(OBJECTIVE)
Count the lines in the records below that contain the string "segment", with case counting, and reply with only that number.
□ □ □ □ □ □ □
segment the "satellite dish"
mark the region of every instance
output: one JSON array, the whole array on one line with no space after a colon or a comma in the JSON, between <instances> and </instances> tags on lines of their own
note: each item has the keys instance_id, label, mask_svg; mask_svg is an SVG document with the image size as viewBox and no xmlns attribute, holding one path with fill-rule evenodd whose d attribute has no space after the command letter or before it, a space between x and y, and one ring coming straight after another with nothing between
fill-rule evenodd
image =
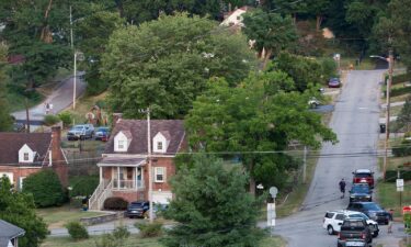
<instances>
[{"instance_id":1,"label":"satellite dish","mask_svg":"<svg viewBox=\"0 0 411 247\"><path fill-rule=\"evenodd\" d=\"M277 197L278 189L276 187L271 187L269 191L270 191L270 194L271 194L272 198Z\"/></svg>"}]
</instances>

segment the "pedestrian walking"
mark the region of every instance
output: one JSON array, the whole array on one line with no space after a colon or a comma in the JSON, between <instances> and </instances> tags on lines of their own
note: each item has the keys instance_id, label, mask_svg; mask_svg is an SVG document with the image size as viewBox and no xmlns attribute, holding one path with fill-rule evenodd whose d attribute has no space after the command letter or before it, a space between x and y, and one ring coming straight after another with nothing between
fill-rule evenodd
<instances>
[{"instance_id":1,"label":"pedestrian walking","mask_svg":"<svg viewBox=\"0 0 411 247\"><path fill-rule=\"evenodd\" d=\"M345 186L346 186L344 179L341 179L339 186L340 186L340 191L342 193L341 199L343 199L345 195Z\"/></svg>"}]
</instances>

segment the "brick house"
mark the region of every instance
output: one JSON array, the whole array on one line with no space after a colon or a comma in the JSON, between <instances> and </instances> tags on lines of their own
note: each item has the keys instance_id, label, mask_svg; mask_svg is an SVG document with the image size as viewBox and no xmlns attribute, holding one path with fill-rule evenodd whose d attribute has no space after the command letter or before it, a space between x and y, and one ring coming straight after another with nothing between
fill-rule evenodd
<instances>
[{"instance_id":1,"label":"brick house","mask_svg":"<svg viewBox=\"0 0 411 247\"><path fill-rule=\"evenodd\" d=\"M66 156L60 147L61 131L50 133L0 133L0 177L7 176L15 188L41 169L53 169L61 184L68 186Z\"/></svg>"},{"instance_id":2,"label":"brick house","mask_svg":"<svg viewBox=\"0 0 411 247\"><path fill-rule=\"evenodd\" d=\"M126 201L148 200L147 121L116 121L105 146L100 169L100 184L90 198L89 206L101 210L105 199L121 197ZM172 199L169 179L175 173L173 159L185 149L185 131L181 120L150 121L152 202L168 203Z\"/></svg>"}]
</instances>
□ □ □ □ □ □ □
(ANSWER TO THE PROBLEM)
3